• _Provided data_:
*****
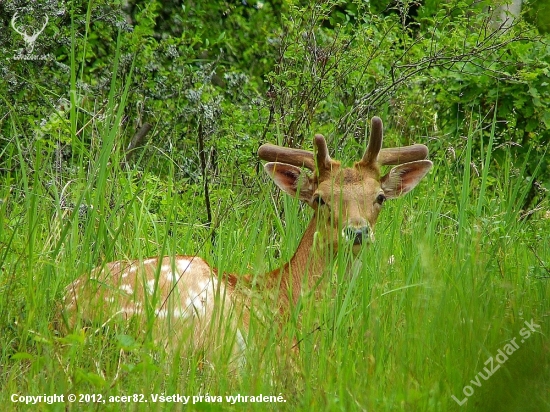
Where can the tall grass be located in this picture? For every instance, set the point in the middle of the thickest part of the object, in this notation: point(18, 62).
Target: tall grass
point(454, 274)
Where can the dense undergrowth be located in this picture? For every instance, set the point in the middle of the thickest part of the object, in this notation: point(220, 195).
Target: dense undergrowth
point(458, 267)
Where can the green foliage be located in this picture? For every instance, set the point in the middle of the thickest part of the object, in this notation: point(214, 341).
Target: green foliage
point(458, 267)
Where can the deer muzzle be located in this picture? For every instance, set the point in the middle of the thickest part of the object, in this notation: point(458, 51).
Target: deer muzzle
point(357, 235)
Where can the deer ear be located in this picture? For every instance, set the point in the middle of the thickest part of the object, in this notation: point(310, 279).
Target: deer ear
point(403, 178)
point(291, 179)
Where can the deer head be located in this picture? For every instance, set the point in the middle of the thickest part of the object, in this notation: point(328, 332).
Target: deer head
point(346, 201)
*****
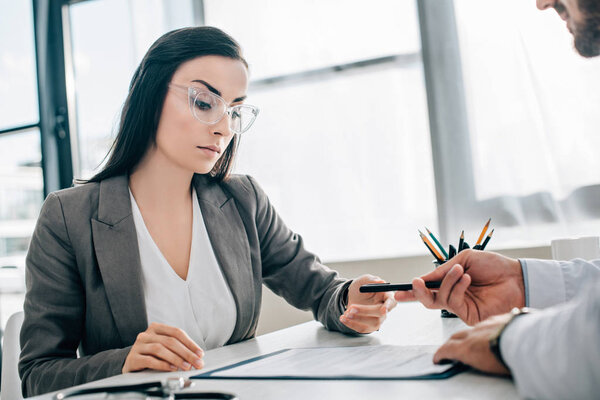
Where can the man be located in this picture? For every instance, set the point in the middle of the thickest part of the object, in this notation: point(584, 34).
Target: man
*****
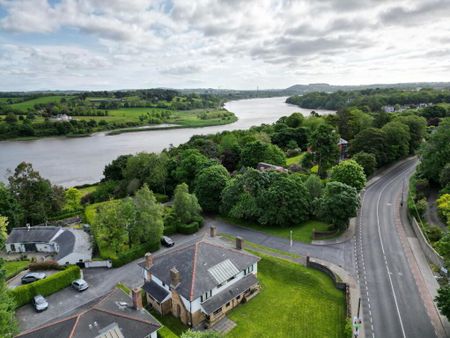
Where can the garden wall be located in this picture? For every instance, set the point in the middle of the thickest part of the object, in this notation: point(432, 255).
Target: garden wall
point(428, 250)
*****
• _Exercise_: Respond with a number only, the count of lines in the entries where the string "picture" occurs.

• _Answer area_: 8